Given problem A
Gather every line of the entries below that contains the word "background".

BEGIN Text section

Christians, myself included, go to church and make offerings, not out of pure generosity, but in order to get something in return. We carry out an attempted exchange. On the surface, offering looks like giving, but it is actually a more or less camouflaged form of taking. If I give you $50 in the hopes that you are going to give me a new pair of shoes, I'm fundamentally engaged in a form of acquisition. This is the liturgy of Cain. And sure enough, the Hebrew word for "Cain" is itself a punning play on the Hebrew word for "acquire."

But on the other hand, if the idea of a hidden "underside" of religion and worship has scriptural support, so does the idea that God joins us in worship, and this is the divine undoing of humanity's specious attempts to act alone and apart from God. In other words, God acts to reestablish intimacy and communion with human beings by joining us in our very attempts to break away and apart from God. God worships, and prays, and reconciles with us, precisely in the face of our ongoing turning away.

The idea that God participates in worship is familiar in Christian thought and practice. Where two or three are gathered, according to the Gospel of Matthew, Jesus Christ is also present. Christians pray not in our own name, but "in the name of Jesus Christ." In Romans 8, Paul writes that when he prays, he does not pray on his own; rather, it is the Holy Spirit praying in him and through him. What I do in the book with these familiar ideas, following Barth, is to coordinate them with the critique: we break from God in Christian worship, but God joins us there at the very point of rupture, accompanying our work of "us-without-God" with the divine work of "God-with-us," Immanuel.

So yes, all religious life is self-serving, and continues to be so, but by God's grace, it is also God serving humankind. In this sense, Christian worship is two things at once, and I argue that Barth is leaning here on Luther's classic idea of the simul—that a Christian is simultaneously "fully justified" and a thoroughgoing "sinner."

END Text section
BEGIN Data extract

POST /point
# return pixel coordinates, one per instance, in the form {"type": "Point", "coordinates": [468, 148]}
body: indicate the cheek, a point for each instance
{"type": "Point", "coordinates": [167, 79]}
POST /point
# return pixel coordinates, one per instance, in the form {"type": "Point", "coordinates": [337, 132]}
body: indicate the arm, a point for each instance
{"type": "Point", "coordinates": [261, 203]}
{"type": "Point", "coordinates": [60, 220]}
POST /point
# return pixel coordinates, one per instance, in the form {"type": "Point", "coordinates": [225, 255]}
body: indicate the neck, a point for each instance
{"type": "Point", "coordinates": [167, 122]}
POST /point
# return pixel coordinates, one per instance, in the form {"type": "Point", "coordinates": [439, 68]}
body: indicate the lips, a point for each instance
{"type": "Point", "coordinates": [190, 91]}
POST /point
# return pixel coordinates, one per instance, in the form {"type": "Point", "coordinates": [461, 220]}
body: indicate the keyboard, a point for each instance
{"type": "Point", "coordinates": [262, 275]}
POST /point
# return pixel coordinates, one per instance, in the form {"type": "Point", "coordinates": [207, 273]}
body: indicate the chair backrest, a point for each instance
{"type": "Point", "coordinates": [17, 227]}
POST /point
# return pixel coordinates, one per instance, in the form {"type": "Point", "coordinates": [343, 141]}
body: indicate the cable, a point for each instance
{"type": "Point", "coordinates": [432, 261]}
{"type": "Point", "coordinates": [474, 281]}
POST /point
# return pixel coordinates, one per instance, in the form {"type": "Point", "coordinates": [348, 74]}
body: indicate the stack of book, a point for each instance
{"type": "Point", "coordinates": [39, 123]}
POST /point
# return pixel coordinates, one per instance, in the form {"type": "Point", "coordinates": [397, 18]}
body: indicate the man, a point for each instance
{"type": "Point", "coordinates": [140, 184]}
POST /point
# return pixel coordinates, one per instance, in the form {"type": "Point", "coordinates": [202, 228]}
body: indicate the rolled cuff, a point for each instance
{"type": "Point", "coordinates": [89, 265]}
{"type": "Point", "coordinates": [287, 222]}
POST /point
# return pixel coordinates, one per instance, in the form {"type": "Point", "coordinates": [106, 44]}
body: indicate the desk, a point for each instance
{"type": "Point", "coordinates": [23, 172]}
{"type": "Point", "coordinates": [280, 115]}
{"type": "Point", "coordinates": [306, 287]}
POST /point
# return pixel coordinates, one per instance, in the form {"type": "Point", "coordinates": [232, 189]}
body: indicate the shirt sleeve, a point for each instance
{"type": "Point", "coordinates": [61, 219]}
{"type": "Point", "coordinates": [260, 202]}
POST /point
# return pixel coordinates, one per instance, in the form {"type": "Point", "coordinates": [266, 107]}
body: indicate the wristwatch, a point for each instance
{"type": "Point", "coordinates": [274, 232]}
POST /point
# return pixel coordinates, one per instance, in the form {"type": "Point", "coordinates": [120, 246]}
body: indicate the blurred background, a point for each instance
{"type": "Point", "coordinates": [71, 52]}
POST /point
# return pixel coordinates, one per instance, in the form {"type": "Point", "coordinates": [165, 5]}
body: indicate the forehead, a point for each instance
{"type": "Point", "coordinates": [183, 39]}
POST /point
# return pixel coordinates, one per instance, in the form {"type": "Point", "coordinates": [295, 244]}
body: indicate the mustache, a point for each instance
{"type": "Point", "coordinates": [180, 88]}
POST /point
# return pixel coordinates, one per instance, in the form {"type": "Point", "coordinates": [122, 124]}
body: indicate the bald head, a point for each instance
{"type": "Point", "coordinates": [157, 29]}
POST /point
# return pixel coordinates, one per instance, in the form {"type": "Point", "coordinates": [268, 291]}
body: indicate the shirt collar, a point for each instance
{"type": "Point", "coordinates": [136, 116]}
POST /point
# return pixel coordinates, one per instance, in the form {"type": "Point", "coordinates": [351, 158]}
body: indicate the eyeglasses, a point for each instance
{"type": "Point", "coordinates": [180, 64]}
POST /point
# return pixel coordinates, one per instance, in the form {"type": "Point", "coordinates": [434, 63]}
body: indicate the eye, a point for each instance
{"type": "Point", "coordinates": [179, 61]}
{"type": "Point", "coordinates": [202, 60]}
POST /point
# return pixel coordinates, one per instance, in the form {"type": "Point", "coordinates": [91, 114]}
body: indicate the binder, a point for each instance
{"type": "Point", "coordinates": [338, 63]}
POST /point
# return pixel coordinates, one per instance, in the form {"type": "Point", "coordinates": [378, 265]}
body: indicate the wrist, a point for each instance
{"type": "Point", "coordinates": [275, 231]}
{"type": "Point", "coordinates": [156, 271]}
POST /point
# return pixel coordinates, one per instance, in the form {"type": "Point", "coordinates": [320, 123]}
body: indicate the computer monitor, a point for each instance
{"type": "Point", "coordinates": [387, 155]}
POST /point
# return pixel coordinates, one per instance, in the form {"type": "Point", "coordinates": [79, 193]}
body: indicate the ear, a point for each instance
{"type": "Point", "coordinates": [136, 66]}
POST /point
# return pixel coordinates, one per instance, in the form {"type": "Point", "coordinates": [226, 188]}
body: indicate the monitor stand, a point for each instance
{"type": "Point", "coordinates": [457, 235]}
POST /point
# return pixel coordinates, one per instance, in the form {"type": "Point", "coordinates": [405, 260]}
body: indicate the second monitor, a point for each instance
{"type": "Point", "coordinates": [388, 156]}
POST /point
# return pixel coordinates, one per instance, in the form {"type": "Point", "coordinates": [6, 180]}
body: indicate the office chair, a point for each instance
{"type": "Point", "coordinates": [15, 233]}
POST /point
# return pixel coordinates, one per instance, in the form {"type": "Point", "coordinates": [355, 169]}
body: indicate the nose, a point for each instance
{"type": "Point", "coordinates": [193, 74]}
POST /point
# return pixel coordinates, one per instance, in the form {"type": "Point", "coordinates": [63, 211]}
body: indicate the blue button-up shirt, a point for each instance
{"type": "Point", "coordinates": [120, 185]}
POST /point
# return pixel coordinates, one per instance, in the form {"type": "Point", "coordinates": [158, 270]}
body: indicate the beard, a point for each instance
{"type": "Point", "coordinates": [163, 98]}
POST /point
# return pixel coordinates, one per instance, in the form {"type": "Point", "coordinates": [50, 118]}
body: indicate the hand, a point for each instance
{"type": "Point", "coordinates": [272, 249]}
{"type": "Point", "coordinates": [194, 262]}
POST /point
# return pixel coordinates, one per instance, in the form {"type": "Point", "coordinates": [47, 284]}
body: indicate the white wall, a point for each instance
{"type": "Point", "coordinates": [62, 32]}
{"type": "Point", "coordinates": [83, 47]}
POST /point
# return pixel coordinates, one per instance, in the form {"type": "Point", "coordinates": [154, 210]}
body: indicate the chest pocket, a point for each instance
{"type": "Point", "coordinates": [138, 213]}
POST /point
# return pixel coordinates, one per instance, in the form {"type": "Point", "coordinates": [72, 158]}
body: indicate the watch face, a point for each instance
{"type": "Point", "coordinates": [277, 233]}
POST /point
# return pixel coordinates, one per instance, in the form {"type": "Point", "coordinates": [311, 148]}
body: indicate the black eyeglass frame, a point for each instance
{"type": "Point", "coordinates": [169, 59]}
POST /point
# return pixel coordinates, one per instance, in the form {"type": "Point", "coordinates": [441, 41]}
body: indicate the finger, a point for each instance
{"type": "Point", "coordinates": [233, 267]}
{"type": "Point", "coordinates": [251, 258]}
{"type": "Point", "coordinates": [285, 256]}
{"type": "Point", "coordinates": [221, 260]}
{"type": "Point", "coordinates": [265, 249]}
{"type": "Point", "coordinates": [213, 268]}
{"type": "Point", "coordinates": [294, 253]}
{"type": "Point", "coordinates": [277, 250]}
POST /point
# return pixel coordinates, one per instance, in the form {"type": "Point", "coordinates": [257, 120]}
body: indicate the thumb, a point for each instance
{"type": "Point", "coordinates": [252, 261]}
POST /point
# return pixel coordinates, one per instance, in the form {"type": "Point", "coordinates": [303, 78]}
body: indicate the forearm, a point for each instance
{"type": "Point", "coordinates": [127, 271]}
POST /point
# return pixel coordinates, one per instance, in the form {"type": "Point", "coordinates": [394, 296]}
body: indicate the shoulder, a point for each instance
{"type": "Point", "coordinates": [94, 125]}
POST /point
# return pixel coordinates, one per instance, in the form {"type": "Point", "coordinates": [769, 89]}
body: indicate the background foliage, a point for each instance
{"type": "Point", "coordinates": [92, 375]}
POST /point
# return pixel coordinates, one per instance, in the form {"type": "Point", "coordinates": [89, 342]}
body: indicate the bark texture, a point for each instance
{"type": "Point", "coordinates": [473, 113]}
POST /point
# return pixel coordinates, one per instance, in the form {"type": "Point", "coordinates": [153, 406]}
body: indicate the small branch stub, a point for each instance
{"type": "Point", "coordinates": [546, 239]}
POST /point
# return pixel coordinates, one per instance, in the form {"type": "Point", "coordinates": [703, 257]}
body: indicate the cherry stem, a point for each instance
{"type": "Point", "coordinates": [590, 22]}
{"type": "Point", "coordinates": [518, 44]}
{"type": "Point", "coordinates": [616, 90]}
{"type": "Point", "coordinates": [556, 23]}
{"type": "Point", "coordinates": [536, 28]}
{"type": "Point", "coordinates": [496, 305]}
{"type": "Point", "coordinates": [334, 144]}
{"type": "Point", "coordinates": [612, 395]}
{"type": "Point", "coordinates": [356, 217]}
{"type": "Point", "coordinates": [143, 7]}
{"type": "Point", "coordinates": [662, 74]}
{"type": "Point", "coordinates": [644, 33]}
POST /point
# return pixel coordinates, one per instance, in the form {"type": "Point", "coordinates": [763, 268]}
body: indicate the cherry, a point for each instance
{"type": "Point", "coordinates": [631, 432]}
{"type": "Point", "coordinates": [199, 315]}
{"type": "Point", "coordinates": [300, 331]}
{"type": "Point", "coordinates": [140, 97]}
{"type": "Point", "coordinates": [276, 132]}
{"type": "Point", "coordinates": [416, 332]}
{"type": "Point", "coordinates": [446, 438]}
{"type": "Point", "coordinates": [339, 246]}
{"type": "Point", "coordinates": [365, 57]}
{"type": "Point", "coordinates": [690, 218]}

END Data extract

Given problem B
Rewrite the passage on worship above, starting at "But on the other" and ending at "ongoing turning away.", with "intimacy" changed to "closeness".

Exercise response A
body: indicate the blurred background, a point for each instance
body: indicate the background foliage, a point for each instance

Exercise response B
But on the other hand, if the idea of a hidden "underside" of religion and worship has scriptural support, so does the idea that God joins us in worship, and this is the divine undoing of humanity's specious attempts to act alone and apart from God. In other words, God acts to reestablish closeness and communion with human beings by joining us in our very attempts to break away and apart from God. God worships, and prays, and reconciles with us, precisely in the face of our ongoing turning away.